All files used by the program or function, normally presented as a list, and what it uses them for. File names should be enclosed in F<>. It's particularly important to document files that will be potentially modified.
Things to take special care with, sometimes called WARNINGS.
Things that are broken or just don't work quite right.
Bugs you don't plan to fix. :-)
Who wrote it (use AUTHORS for multiple people). Including your current e-mail address (or some e-mail address to which bug reports should be sent) so that users have a way of contacting you is a good idea. Remember that program documentation tends to roam the wild for far longer than you expect and pick an e-mail address that's likely to last if possible.
Programs derived from other sources sometimes have this, or you might keep a modification log here. If the log gets overly long or detailed, consider maintaining it in a separate file, though.
- COPYRIGHT AND LICENSE
- Copyright YEAR(s) by YOUR NAME(s)
(No, (C) is not needed. No, "all rights reserved" is not needed.)
For licensing the easiest way is to use the same licensing as Perl itself:
- This library is free software; you may redistribute it and/or modify
- it under the same terms as Perl itself.
This makes it easy for people to use your module with Perl. Note that this licensing is neither an endorsement or a requirement, you are of course free to choose any licensing.
- SEE ALSO
Other man pages to check out, like man(1), man(7), makewhatis(8), or catman(8). Normally a simple list of man pages separated by commas, or a paragraph giving the name of a reference work. Man page references, if they use the standard
name(section)form, don't have to be enclosed in L<> (although it's recommended), but other things in this section probably should be when appropriate.
If the package has a mailing list, include a URL or subscription instructions here.

_TASK DESCRIPTION:_ Continue the guidance above on writing man page sections from where it stops.

_DATASET CONTENT:_

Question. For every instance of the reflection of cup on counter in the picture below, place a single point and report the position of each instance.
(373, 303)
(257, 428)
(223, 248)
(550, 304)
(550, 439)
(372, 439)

_ANSWER BOX:_
If the package has a web site, include a URL here.
In addition, some systems use CONFORMING TO to note conformance to relevant standards and MT-LEVEL to note safeness for use in threaded programs or signal handlers. These headings are primarily useful when documenting parts of a C library. Documentation of object-oriented libraries or modules may use CONSTRUCTORS and METHODS sections for detailed documentation of the parts of the library and save the DESCRIPTION section for an overview; other large modules may use FUNCTIONS for similar reasons. Some people use OVERVIEW to summarize the description if it's quite long.
Section ordering varies, although NAME should always be the first section (you'll break some man page systems otherwise), and NAME, SYNOPSIS, DESCRIPTION, and OPTIONS generally always occur first and in that order if present. In general, SEE ALSO, AUTHOR, and similar material should be left for last. Some systems also move WARNINGS and NOTES to last. The order given above should be reasonable for most purposes.
Finally, as a general note, try not to use an excessive amount of markup. As documented here and in Pod::Man, you can safely leave Perl variables, function names, man page references, and the like unadorned by markup and the POD translators will figure it out for you. This makes it much easier to later edit the documentation. Note that many existing translators (including this one currently) will do the wrong thing with e-mail addresses when wrapped in L<>, so don't do that.
For additional information that may be more accurate for your specific system, see either man(5) or man(7) depending on your system manual section numbering conventions.
The man page documenting the an macro set may be man(5) instead of man(7) on your system.
The current version of this script is always available from its web site at http://www.eyrie.org/~eagle/software/podlators/. It is also part of the Perl core distribution as of 5.6.0.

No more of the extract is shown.